GOAL: How many lines in the entries below contain the string "instance", with case counting? Give only the number.

>> BEGIN DATA FOR THIS EXERCISE

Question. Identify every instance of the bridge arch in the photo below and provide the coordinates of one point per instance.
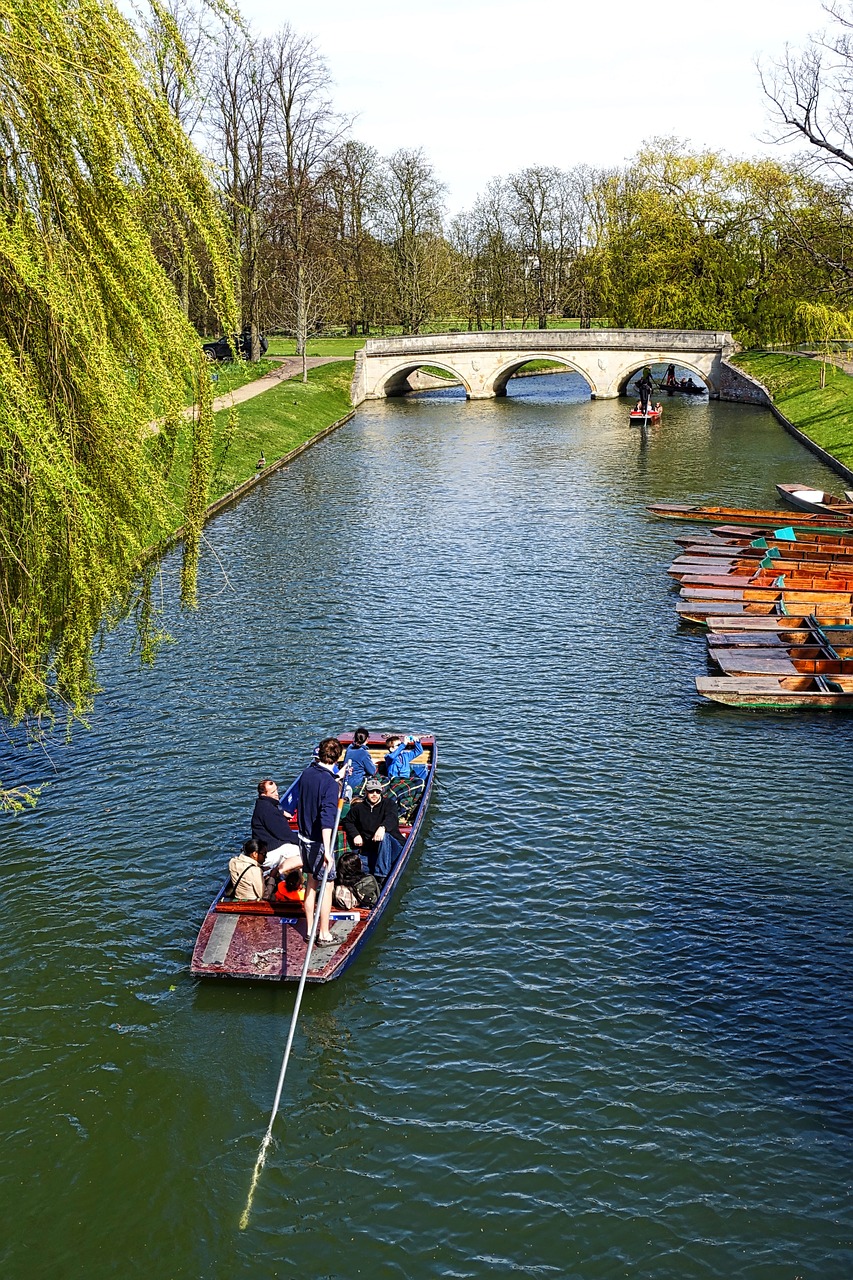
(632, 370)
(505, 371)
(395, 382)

>> END DATA FOR THIS EXERCISE
>> BEGIN DATA FOR THIS EXERCISE

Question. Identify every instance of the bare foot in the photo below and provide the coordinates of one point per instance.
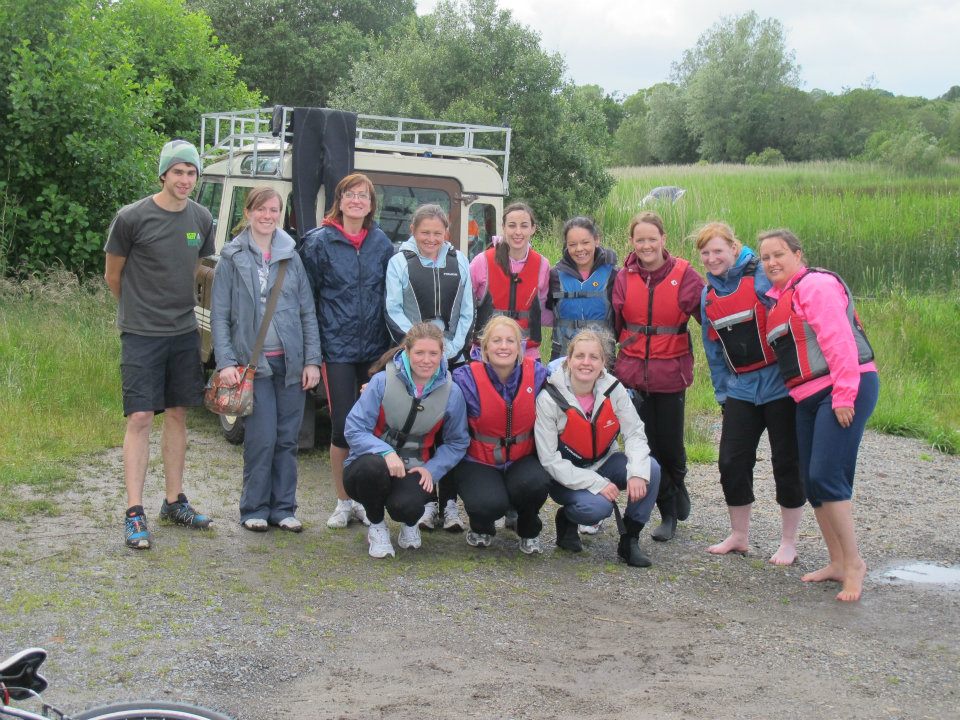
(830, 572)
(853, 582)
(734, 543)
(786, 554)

>> END DATA FOR THIS EXERCISE

TASK ANSWER: 2